• [What is being asked]: Print the following lines word for word, leaving nothing out and changing nothing.

• [Material for the task]:
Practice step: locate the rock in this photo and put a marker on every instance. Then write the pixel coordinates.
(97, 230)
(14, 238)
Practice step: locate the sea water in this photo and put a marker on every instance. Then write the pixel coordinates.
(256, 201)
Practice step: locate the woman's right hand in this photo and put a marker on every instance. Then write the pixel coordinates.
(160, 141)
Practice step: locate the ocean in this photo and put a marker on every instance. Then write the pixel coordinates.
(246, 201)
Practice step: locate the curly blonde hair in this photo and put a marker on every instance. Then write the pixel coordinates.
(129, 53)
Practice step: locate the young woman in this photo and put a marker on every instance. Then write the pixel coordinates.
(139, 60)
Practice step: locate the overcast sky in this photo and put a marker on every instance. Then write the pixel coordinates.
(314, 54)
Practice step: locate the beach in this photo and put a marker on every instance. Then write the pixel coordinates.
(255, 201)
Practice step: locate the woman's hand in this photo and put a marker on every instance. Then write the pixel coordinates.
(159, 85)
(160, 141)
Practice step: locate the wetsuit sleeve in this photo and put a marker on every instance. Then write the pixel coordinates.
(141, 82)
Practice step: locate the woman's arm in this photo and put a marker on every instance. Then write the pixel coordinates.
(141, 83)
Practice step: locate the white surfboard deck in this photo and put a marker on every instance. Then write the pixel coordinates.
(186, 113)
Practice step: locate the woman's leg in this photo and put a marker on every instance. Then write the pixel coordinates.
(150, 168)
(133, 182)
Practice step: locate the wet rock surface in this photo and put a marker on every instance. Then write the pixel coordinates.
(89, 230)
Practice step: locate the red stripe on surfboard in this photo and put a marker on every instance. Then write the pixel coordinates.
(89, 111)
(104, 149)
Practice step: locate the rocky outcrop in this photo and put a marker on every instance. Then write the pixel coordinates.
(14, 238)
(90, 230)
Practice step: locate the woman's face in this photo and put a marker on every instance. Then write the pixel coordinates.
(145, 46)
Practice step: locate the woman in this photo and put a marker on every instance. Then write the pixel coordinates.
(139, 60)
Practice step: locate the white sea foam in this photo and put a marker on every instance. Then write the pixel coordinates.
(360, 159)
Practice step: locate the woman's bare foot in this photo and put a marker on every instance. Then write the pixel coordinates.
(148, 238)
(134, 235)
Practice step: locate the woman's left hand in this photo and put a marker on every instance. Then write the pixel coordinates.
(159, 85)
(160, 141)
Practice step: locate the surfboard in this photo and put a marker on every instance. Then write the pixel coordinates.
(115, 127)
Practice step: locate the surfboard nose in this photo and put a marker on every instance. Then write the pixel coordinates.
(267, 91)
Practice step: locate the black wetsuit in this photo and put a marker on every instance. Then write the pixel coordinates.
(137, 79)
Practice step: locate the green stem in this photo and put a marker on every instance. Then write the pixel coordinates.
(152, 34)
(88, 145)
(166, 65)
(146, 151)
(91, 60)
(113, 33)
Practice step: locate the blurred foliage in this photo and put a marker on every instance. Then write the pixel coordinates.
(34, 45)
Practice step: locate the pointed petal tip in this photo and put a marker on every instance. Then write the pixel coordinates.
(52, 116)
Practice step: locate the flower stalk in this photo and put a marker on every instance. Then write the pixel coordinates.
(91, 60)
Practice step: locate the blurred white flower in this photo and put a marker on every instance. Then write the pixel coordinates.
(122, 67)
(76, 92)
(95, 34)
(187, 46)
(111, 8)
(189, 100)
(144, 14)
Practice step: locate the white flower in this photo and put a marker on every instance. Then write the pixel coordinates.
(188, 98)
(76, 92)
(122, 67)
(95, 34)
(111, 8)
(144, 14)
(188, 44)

• [Task solution]:
Practice step: locate the rock in this photo and put a marker on every instance. Then write the pixel coordinates.
(97, 230)
(14, 238)
Practice step: locate the sea water in this photo and put a marker on every instance. Then write the pixel coordinates.
(256, 201)
Practice step: locate the woman's right hand in this photo and put a marker on every instance. Then write the pixel coordinates.
(160, 141)
Practice step: locate the ocean in this photo and put a marker on every instance. Then write the pixel coordinates.
(246, 201)
Practice step: locate the curly blonde hair in this photo and put a marker on every instance. Then write the pixel coordinates.
(129, 53)
Practice step: locate the young woman in this photo and put a marker on every instance. Then write the pixel coordinates.
(139, 60)
Practice step: locate the overcast sky in this photo and put a marker on every instance. Then write the pixel coordinates.
(314, 54)
Practice step: locate the beach in this photo and put a marker on every instance. Then write the pixel coordinates.
(255, 201)
Practice step: locate the woman's hand in this photo and put a marker on every instance. Then write the pixel coordinates.
(159, 85)
(160, 141)
Practice step: locate the wetsuit sleeve in this photo and put a marker on every instance. Then write the pixel coordinates.
(141, 82)
Practice step: locate the woman's arm in this photo and put a marker on every instance. Then write the pixel coordinates.
(141, 83)
Practice step: locate the white surfboard deck in this photo and put a marker on every instance. Then write the pixel coordinates.
(186, 113)
Practice step: locate the woman's leg in this photo and put a marker on every instance. Then write the pixel coordinates.
(150, 168)
(133, 182)
Practice step: locate the wet rock surface in this photo and put a marker on every instance. Then write the pixel coordinates.
(89, 230)
Practice step: locate the red stripe on surfboard in this photo and put a marker on every instance. Then write the pixel coordinates.
(89, 111)
(104, 149)
Practice step: locate the rocky outcrop in this photo and put a marker on every instance. Then write the pixel coordinates.
(14, 238)
(90, 230)
Practice step: locate the woman's face in this photo and put a marker on every instance. Then write the pixel coordinates.
(145, 46)
Practice step: locate the woman in this photo and put a marker on every instance. Then write the pixel coordinates.
(139, 60)
Practice step: locate the white sea foam in this photo and put a marker on every instance. Then write the pixel coordinates.
(360, 159)
Practice step: locate the woman's bare foot in this photo and put a marker on every instance. Then write the pixel coordinates.
(148, 238)
(134, 235)
Practice step: locate the woman's left hand in this photo and put a marker on every instance. Then write the pixel coordinates.
(159, 85)
(160, 141)
Practice step: locate the surfboard in this photo and put a marker on every instance. Then write the pixel coordinates.
(115, 127)
Practice step: locate the surfboard nose in this photo and put a marker on every instance. Then write the pixel coordinates.
(267, 91)
Practice step: locate the black wetsuit in this photo and put a marker on every instance. Then write the pixel coordinates.
(137, 79)
Practice step: locate the green stem in this photo and put a marker on every instance. Then write the pixel coordinates.
(152, 34)
(88, 145)
(166, 65)
(146, 151)
(91, 60)
(113, 33)
Practice step: locate the blurred foliage in this photo and put a marker on every instance. Then write the pixel coordinates.
(34, 45)
Practice step: locate the pointed petal tip in this photo and put a marker on every instance. Then write the pixel coordinates.
(52, 116)
Practice step: locate the flower stalk in this photo and put a marker on every instance. Then write the pixel coordinates.
(91, 60)
Practice step: locate the blurred white flower in this photo and put a marker on every instance. Then write the pixel coordinates.
(122, 67)
(76, 92)
(95, 34)
(187, 46)
(111, 8)
(189, 100)
(144, 14)
Practice step: locate the white flower in this photo and put a marker on every instance. Then write the pixel coordinates.
(188, 98)
(76, 92)
(122, 67)
(95, 34)
(111, 8)
(144, 14)
(188, 44)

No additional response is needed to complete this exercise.